**Exercise:**
Give again the lines of the data from its first line through the line with "point(1333, 700)". Change nothing.
☆ ☆ ☆
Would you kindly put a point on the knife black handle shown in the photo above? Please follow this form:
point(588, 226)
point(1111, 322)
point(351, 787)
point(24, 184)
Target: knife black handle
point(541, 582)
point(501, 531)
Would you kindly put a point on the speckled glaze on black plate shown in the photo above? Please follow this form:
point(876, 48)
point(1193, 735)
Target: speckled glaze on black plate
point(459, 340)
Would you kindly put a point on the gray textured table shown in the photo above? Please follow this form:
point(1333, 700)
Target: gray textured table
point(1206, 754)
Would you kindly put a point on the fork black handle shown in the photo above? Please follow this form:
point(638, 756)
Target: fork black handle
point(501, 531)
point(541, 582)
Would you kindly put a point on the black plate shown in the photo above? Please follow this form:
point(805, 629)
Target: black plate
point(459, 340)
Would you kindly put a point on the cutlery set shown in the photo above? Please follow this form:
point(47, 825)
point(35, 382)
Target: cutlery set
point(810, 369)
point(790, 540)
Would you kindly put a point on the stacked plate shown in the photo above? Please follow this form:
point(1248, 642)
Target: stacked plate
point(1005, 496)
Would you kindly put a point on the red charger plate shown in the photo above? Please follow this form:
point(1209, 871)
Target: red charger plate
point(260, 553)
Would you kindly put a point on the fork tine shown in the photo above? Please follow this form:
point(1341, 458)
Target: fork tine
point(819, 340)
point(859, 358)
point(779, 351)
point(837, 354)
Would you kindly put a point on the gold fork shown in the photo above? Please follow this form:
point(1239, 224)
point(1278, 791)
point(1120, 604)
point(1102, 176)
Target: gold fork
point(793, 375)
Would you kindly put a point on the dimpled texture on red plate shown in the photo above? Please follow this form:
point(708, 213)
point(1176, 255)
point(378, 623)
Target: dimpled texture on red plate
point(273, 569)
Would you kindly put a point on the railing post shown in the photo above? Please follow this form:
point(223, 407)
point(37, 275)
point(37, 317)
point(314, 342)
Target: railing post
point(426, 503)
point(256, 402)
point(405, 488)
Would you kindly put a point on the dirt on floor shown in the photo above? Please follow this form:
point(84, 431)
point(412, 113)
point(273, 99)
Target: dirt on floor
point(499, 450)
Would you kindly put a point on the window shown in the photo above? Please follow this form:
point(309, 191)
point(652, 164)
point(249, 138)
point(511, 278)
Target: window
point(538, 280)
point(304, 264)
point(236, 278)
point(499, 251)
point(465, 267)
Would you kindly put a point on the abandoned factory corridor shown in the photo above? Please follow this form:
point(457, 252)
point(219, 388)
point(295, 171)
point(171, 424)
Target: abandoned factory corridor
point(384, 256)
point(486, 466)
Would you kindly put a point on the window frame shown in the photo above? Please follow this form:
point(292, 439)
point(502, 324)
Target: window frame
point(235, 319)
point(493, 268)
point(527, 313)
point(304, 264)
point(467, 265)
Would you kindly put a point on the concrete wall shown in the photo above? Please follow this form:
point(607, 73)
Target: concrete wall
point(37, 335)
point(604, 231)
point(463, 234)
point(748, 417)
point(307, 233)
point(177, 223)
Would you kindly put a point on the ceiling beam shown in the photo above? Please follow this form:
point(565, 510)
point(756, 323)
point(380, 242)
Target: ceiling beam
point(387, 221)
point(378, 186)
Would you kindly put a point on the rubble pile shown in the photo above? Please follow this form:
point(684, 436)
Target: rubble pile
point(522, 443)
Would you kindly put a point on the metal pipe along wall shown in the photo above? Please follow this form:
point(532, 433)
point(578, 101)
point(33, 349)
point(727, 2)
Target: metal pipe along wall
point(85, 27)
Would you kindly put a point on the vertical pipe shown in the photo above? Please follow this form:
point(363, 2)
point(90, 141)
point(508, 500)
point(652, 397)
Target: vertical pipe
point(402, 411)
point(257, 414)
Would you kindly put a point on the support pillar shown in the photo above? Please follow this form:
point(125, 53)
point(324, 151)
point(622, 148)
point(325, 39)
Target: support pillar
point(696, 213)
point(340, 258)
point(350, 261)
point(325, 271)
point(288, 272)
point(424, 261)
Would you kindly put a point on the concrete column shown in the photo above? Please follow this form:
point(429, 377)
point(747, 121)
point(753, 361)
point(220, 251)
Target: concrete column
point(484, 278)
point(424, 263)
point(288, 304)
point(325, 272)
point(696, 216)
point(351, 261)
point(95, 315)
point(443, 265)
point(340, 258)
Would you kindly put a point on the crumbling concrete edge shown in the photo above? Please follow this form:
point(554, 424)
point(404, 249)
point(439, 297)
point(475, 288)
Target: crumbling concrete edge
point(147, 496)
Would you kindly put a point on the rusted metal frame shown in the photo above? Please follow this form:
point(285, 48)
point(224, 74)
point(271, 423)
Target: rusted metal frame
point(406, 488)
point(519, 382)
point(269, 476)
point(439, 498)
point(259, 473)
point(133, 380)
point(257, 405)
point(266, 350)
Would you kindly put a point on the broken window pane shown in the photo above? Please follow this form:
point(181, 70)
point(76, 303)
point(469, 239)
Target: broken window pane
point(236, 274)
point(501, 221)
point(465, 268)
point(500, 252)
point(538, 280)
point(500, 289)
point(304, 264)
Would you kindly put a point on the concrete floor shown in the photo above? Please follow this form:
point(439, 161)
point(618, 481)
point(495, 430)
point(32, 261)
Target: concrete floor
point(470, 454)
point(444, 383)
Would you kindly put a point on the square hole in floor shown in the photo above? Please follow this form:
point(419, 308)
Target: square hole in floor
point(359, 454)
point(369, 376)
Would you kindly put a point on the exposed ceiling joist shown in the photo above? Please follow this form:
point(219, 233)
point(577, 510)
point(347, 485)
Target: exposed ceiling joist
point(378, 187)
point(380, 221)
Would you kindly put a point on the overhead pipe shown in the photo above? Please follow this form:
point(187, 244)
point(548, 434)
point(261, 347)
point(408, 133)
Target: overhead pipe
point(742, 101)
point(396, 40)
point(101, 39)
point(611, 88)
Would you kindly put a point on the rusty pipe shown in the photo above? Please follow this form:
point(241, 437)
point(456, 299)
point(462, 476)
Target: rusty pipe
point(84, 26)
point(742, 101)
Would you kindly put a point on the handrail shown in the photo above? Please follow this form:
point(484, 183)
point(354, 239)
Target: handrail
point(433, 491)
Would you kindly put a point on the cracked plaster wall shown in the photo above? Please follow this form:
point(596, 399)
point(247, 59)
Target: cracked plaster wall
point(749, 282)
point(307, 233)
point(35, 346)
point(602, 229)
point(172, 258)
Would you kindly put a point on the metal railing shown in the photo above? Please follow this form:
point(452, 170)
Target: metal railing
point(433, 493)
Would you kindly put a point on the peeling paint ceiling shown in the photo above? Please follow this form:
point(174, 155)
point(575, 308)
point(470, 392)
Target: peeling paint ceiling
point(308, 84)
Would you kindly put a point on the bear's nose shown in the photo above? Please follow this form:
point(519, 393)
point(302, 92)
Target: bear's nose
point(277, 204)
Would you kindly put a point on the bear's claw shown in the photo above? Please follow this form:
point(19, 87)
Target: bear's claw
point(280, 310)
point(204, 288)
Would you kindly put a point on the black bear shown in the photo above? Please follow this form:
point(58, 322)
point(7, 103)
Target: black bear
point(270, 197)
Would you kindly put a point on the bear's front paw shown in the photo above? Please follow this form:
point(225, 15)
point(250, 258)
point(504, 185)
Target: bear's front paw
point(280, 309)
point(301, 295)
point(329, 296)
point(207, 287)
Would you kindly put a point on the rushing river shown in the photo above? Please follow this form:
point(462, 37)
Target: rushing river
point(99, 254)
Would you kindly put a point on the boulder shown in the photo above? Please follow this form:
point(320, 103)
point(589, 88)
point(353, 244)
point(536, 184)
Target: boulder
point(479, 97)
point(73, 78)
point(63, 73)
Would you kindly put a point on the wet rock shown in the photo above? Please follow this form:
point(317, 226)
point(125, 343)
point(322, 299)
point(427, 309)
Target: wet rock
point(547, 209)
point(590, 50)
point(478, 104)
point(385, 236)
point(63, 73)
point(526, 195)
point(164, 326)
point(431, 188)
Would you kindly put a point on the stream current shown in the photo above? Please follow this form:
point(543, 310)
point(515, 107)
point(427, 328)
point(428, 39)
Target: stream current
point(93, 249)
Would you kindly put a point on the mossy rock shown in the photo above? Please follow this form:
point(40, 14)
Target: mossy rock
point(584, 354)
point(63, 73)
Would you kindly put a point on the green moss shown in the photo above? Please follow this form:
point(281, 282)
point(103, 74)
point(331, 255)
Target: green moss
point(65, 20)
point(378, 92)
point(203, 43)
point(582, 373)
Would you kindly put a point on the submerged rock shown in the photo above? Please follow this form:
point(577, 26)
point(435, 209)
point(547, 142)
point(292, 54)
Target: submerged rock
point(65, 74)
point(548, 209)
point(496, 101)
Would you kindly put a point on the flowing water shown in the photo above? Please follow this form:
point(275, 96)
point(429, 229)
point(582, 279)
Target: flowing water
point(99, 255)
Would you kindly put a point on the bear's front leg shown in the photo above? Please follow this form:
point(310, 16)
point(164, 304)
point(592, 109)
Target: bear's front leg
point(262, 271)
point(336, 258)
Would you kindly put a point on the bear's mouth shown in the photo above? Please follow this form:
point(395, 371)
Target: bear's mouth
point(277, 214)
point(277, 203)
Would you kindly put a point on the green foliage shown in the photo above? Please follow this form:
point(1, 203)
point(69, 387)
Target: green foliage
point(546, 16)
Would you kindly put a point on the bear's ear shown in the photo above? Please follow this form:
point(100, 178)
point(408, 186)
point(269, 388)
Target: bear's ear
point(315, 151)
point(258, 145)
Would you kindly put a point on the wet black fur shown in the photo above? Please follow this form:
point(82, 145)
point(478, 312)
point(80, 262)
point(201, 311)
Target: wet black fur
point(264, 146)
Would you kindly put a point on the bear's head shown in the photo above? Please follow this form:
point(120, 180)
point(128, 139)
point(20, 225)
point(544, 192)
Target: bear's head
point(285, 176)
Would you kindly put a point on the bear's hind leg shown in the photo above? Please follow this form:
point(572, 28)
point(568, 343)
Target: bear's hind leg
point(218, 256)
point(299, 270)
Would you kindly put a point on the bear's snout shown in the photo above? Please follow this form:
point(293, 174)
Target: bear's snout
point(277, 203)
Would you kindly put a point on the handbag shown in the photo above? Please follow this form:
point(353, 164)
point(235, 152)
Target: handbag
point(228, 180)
☆ ☆ ☆
**Solution for this exercise:**
Would you kindly put a point on the knife black handle shown in the photo above? Please follow this form:
point(588, 226)
point(1111, 322)
point(351, 787)
point(24, 184)
Target: knife black handle
point(541, 582)
point(501, 531)
Would you kindly put a point on the speckled glaze on black plate shown in the photo above? Please follow this form:
point(876, 48)
point(1193, 735)
Target: speckled glaze on black plate
point(459, 340)
Would you kindly put a point on the gray textured table shown in the photo above? Please follow this form:
point(1333, 700)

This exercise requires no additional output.